[所示数据]
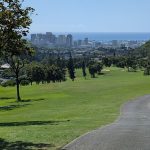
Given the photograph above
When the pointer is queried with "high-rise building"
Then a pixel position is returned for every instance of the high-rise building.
(86, 41)
(61, 40)
(69, 40)
(33, 38)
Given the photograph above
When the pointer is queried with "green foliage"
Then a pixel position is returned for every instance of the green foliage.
(88, 104)
(14, 25)
(84, 69)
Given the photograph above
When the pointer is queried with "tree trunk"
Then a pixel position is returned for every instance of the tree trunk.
(18, 89)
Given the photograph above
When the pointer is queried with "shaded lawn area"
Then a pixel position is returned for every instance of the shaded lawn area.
(54, 114)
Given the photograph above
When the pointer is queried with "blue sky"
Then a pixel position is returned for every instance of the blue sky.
(90, 15)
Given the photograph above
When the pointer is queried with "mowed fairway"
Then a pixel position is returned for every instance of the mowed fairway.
(57, 113)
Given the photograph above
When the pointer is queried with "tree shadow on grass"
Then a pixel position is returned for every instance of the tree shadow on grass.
(32, 100)
(12, 107)
(20, 145)
(31, 123)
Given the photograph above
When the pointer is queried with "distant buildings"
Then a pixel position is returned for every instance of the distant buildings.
(49, 40)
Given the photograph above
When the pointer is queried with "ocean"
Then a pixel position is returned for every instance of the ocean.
(101, 36)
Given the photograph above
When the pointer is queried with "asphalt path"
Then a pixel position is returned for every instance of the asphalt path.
(131, 131)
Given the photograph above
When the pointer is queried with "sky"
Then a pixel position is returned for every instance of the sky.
(90, 15)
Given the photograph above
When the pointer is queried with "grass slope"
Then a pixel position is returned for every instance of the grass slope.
(55, 114)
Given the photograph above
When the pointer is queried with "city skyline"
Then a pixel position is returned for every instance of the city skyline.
(90, 16)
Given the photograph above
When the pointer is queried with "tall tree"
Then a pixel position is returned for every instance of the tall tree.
(14, 25)
(84, 69)
(71, 69)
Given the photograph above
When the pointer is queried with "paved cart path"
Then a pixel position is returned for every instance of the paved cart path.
(130, 132)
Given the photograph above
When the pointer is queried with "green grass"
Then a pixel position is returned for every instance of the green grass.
(67, 110)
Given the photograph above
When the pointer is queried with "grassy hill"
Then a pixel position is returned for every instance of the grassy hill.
(54, 114)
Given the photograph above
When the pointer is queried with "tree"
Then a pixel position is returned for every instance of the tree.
(92, 70)
(14, 25)
(71, 68)
(84, 69)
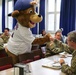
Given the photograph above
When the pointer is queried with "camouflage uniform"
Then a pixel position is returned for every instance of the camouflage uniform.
(69, 70)
(52, 48)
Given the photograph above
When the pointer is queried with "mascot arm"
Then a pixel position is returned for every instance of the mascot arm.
(41, 41)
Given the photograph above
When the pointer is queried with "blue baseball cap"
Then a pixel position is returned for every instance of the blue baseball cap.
(22, 5)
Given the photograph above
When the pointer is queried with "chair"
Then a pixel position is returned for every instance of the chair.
(37, 54)
(26, 58)
(6, 63)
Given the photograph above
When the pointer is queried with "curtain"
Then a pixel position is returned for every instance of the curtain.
(35, 29)
(42, 12)
(67, 16)
(3, 15)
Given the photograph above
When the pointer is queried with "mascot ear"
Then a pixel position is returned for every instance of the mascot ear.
(15, 13)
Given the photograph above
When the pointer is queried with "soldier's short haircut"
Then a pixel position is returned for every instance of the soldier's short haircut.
(72, 36)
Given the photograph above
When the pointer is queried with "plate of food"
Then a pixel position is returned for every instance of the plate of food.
(54, 65)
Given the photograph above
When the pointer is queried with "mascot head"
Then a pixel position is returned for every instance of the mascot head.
(24, 13)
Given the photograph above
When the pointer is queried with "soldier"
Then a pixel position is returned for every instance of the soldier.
(70, 47)
(5, 36)
(52, 48)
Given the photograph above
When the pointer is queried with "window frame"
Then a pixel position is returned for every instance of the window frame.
(55, 17)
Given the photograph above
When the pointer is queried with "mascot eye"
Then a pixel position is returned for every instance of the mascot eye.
(30, 11)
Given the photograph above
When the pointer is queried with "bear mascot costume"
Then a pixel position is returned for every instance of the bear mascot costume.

[任务简述] 从上方数据中提取所有包含字符串“trunk”的行，逐行原样列出。匹配时区分大小写。

[任务答案]
When the pointer is queried with "tree trunk"
Then a pixel position is returned for every instance of the tree trunk.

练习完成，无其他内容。